Records from a point-labeling set
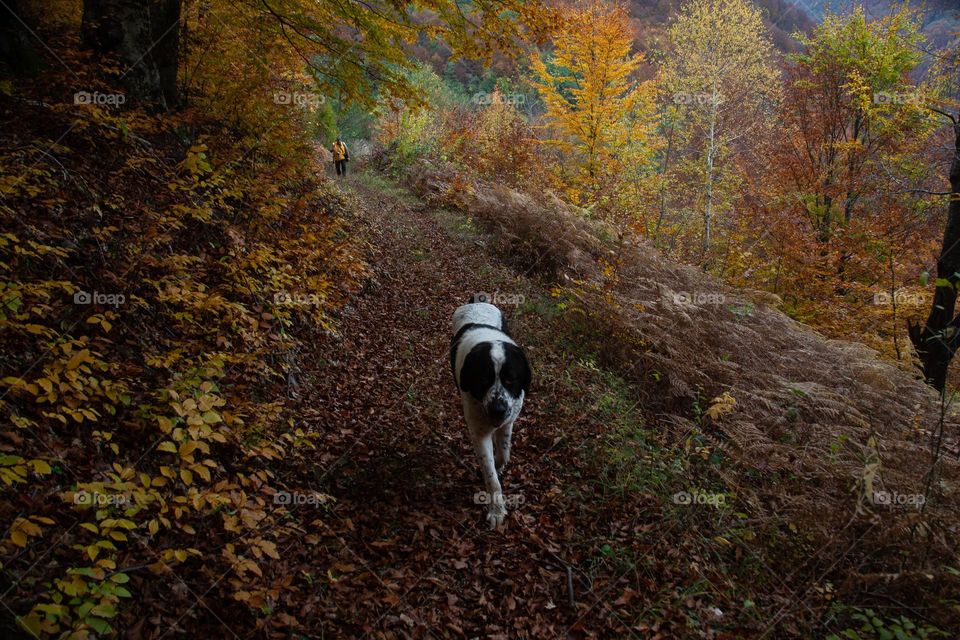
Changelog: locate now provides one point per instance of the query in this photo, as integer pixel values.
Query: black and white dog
(493, 377)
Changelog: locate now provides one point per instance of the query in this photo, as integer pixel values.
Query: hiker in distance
(340, 156)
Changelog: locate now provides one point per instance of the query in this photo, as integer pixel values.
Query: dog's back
(478, 313)
(473, 323)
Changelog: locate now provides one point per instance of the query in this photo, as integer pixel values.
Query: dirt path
(413, 558)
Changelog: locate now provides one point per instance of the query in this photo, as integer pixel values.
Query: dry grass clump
(818, 427)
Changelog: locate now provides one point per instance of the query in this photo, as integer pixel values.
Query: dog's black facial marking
(477, 373)
(515, 373)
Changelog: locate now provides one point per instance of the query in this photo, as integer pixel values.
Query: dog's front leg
(497, 511)
(502, 441)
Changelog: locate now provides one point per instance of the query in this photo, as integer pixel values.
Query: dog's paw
(496, 516)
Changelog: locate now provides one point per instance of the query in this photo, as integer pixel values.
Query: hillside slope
(822, 433)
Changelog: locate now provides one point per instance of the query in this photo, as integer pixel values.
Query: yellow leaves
(196, 161)
(23, 529)
(102, 319)
(79, 358)
(720, 406)
(168, 447)
(263, 547)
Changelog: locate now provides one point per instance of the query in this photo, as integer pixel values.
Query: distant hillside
(941, 17)
(782, 17)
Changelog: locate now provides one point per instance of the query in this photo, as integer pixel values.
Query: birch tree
(721, 75)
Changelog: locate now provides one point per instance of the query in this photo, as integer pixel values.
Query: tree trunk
(936, 342)
(708, 207)
(17, 47)
(144, 37)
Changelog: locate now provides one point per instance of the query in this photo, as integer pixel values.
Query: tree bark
(937, 341)
(144, 37)
(17, 47)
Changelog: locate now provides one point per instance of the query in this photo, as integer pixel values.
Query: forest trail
(413, 556)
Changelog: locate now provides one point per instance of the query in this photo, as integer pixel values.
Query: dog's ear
(477, 374)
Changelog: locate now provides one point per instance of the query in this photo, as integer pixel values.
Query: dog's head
(497, 375)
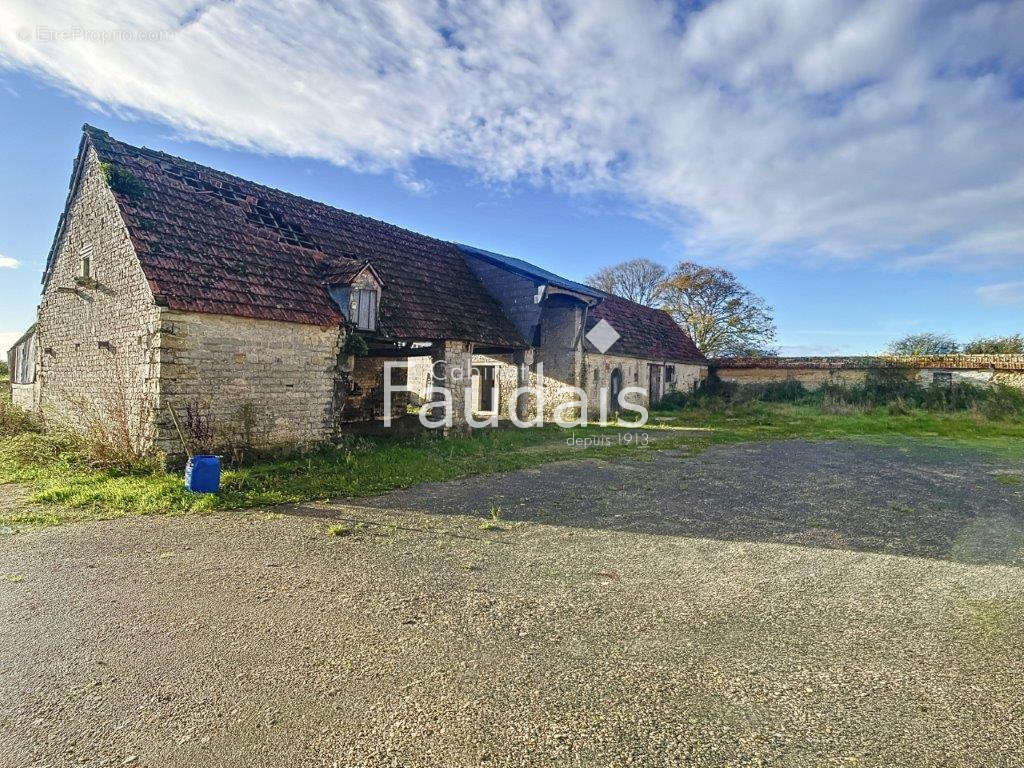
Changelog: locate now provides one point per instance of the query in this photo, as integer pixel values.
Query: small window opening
(365, 308)
(85, 268)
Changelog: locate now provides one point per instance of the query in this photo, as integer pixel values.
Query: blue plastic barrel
(203, 474)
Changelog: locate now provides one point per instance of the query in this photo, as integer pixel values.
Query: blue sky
(860, 165)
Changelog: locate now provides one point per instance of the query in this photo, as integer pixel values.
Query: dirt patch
(791, 603)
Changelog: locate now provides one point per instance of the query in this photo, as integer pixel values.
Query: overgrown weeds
(15, 421)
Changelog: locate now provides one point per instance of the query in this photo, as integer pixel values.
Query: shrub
(790, 390)
(1004, 402)
(996, 345)
(15, 421)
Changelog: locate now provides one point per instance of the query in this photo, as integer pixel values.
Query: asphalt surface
(786, 604)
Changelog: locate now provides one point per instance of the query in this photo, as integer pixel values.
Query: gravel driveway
(772, 604)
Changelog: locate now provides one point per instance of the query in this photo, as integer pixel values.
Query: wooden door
(653, 384)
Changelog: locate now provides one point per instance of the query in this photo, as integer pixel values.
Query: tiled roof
(645, 332)
(210, 242)
(863, 363)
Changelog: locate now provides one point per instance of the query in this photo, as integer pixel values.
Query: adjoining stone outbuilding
(981, 370)
(172, 287)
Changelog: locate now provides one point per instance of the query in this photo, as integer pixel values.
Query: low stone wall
(813, 372)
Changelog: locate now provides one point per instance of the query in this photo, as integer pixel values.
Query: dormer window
(356, 291)
(365, 308)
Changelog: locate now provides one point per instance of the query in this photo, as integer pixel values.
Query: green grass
(64, 487)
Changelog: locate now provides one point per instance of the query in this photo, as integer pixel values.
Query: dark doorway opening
(653, 384)
(486, 391)
(616, 387)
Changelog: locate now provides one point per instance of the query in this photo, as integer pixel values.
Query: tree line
(722, 316)
(933, 343)
(726, 320)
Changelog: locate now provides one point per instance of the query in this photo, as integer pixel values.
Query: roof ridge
(90, 130)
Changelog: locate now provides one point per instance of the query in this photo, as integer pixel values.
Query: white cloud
(1001, 293)
(847, 129)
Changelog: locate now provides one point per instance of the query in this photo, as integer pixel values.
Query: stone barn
(174, 289)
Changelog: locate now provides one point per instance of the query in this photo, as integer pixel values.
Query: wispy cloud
(1001, 293)
(842, 128)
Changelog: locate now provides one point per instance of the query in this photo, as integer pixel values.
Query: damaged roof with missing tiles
(209, 242)
(644, 332)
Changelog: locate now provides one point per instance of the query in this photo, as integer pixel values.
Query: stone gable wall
(94, 339)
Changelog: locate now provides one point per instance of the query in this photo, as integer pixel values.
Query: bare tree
(924, 344)
(638, 280)
(721, 315)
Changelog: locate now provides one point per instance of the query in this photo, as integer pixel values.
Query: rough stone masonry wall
(364, 396)
(94, 339)
(264, 383)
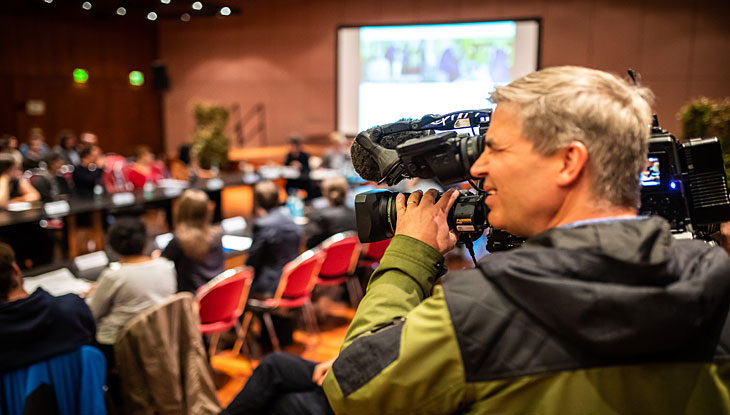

Aim of the exercise: Find every line in the listing above that contains the string "grass", and copy each of those lines. Matching is case-sensitive.

Response:
Query: dry grass clump
Query: green grass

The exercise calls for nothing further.